::: Extracted information :::

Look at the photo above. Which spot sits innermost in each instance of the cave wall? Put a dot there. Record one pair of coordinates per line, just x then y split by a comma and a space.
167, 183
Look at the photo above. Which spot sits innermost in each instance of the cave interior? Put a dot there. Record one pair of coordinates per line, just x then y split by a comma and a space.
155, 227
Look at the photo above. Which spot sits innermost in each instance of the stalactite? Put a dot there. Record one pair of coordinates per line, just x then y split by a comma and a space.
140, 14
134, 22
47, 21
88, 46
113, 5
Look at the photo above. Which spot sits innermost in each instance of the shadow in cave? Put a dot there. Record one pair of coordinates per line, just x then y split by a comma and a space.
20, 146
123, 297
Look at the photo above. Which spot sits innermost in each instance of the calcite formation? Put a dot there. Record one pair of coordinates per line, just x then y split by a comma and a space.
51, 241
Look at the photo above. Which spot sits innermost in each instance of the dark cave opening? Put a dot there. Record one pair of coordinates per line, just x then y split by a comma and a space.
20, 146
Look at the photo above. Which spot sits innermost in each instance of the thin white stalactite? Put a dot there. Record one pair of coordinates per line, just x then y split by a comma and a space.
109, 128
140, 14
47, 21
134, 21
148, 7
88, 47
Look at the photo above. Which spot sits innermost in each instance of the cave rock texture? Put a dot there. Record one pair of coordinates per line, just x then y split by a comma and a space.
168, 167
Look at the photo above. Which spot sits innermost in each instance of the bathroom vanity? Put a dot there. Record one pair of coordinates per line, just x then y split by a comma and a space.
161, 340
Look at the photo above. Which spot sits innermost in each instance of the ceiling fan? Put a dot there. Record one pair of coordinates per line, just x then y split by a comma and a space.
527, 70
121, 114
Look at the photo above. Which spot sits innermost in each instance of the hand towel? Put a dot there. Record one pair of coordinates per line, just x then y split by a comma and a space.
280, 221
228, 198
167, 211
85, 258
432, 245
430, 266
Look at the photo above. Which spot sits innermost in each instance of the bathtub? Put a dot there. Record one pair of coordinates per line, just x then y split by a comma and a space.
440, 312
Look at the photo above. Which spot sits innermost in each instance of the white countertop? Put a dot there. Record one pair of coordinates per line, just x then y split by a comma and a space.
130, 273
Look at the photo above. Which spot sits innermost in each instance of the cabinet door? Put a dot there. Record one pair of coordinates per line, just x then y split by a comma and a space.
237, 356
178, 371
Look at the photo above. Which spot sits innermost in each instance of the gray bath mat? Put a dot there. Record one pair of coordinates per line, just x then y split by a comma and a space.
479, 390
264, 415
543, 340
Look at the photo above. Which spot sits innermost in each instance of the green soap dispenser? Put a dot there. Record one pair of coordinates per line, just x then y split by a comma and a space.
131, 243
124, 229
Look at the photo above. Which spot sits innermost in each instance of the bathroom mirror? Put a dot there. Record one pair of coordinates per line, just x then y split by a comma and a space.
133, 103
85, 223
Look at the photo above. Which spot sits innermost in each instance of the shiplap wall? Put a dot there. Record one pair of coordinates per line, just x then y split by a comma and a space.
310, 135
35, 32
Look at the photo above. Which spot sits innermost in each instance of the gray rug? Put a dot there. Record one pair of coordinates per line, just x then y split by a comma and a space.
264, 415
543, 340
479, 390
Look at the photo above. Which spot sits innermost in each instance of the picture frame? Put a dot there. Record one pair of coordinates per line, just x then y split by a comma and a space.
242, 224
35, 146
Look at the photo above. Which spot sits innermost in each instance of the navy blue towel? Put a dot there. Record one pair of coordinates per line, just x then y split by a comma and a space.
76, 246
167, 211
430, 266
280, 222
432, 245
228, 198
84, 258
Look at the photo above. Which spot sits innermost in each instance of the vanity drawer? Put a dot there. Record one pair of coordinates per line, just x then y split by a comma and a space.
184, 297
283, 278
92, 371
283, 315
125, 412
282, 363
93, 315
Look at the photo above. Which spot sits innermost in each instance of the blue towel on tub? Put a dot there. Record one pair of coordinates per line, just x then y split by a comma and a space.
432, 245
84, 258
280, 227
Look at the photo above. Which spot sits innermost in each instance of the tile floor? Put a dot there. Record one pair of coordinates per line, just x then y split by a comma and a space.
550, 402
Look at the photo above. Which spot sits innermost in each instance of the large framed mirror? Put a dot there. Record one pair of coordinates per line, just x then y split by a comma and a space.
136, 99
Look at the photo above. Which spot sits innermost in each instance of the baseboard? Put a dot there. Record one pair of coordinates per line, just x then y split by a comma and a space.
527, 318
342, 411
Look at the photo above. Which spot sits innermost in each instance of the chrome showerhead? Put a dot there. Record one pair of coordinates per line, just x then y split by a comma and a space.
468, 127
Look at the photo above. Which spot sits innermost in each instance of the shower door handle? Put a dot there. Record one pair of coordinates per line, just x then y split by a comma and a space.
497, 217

:::

> Description of the task:
Line for line, the material above should be repeated exactly.

> Written solution:
Look at the photo above. Which spot sits innermost in each instance of the cave wall? Put a dot there. Record one pair of coordinates per line, just x then y split by a comma and a space.
167, 183
Look at the photo above. Which spot sits innermost in each instance of the cave interior? Put a dot there. Record one pair of coordinates per line, just x then y split by a comma and a space.
155, 227
Look at the photo above. Which spot sits innermost in each instance of the stalactite? Put a dot there. Record one pair of coordinates per line, just x then y split by a comma and a space.
140, 14
134, 22
47, 21
88, 46
113, 5
Look at the photo above. Which spot sits innermost in each instance of the shadow in cave? Put a dot there. Record one pair of coordinates per line, just x then y split by a comma and a space.
20, 146
123, 297
Look at the photo above. Which spot sits innermost in each instance of the calcite formation? Put a dot there. Record one pair of coordinates per line, just x then y split by a comma and a space.
51, 241
Look at the photo above. Which spot sits innermost in each instance of the dark cave opening? Put a dot there. Record one pair of coordinates per line, just x then y split by a comma and a space.
20, 146
Look at the photo above. Which spot sits innermost in each instance of the thin white stalactite? Put a dot there. Record one pair of coordinates per line, just x then y split by a comma and a space.
109, 128
140, 14
47, 21
134, 21
148, 7
88, 47
Look at the photo above. Which spot sits innermost in each instance of the cave rock texture? Put a dot there. Record one pair of coordinates per line, just x then y split by a comma and a space.
168, 167
Look at the photo above. Which spot sits innermost in each instance of the bathroom vanity? Put a dot there. Record one pair of coordinates per line, just x then y split by a comma and a space.
161, 340
Look at the photo above. Which spot sits innermost in each instance of the ceiling fan? Put a dot there. Record one pair of coordinates per line, just x then y split by a comma and a space.
527, 70
121, 114
Look at the photo above. Which spot sits innermost in each instance of the hand towel? Put a dot there. Record one pair of coordinates per line, just x then y split by a comma and a space.
280, 221
228, 198
167, 211
85, 258
432, 245
430, 266
Look at the photo above. Which spot sits innermost in each instance of the bathtub? Put a dot there. Record one pair of coordinates per line, just x then y split by a comma and a space.
440, 312
Look at the photo above. Which spot sits innermost in each instance of the white countertop? Put a dot there. Record one pair of coordinates per line, just x then y split by a comma and a space.
130, 273
Look at the photo above. Which spot sits innermost in each instance of the cabinet door? Put a dot there. Record one pair of coordinates per line, just x then y split by a comma and a space.
237, 356
178, 371
Look at the photo above. Which spot sits innermost in each instance of the gray bath mat? Put a dot there. Record one pair of coordinates per line, just x then y split by a comma and a space.
479, 390
264, 415
543, 340
Look at the photo above. Which spot sits innermost in each instance of the green soap dispenser? Put a dot there. Record one pair of coordinates per line, just x then y split by a comma and a space.
131, 243
124, 229
Look at the photo above. Which spot sits innermost in each instance of the bathroom mirror? Put a dot there. Record one pair of coordinates per line, just x then y split by a comma and a space.
133, 103
85, 223
Look at the photo above. Which spot sits innermost in each instance of the shiplap wall? Put a dot there. Record one pair of coordinates per line, just x then y split by a comma and a space.
310, 135
35, 32
Look at the photo above. Which spot sits innermost in each instance of the gray rug? Put a dot there. Record one pair of coordinates per line, just x then y split by a comma and a space.
264, 415
543, 340
479, 390
Look at the photo above. Which spot sits innermost in each instance of the picture frame? Put a dot there. Record one pair of coordinates per line, just x then y split by a comma and a space.
242, 224
35, 146
Look at the photo above. Which spot sits innermost in each instance of the navy blue towel? Put a dot there. Record one pair of coordinates per line, just x then y split by a comma and a space.
76, 246
167, 211
430, 266
280, 222
432, 245
228, 198
84, 258
Look at the photo above. Which spot sits innermost in each instance of the vanity drawer? Put a dot there. Record one pair of coordinates per line, just x then y split by a comma and a space.
184, 297
283, 278
92, 371
283, 315
125, 412
282, 363
93, 315
Look at the photo above. Which spot sits innermost in each instance of the blue towel on tub? Put a dot there. Record one pair of coordinates per line, just x then y split by a comma and a space.
432, 245
84, 258
280, 227
Look at the photo above. Which spot sits innermost in each instance of the tile floor? Put a dot there. Record one pair of coordinates per line, just x then y split by a comma and a space.
550, 402
Look at the photo above. Which spot sits innermost in each instance of the large framed mirror? Put a dot there. Record one pair of coordinates per line, just x then y split by a comma and a space.
136, 99
Look at the photo above. Which spot sits innermost in each instance of the baseboard? Put a dot there. Record one pair of coordinates per line, just x then y split by a comma and a space.
527, 318
342, 411
Look at the photo above. Which spot sits innermost in each instance of the chrome showerhead? Put a dot there. Record one pair of coordinates per line, just x then y split by a comma and a space.
468, 127
Look at the photo above. Which spot sits innermost in each instance of the shower door handle? Put a dot there. Record one pair of coordinates per line, just x then y split by a comma and a space.
497, 217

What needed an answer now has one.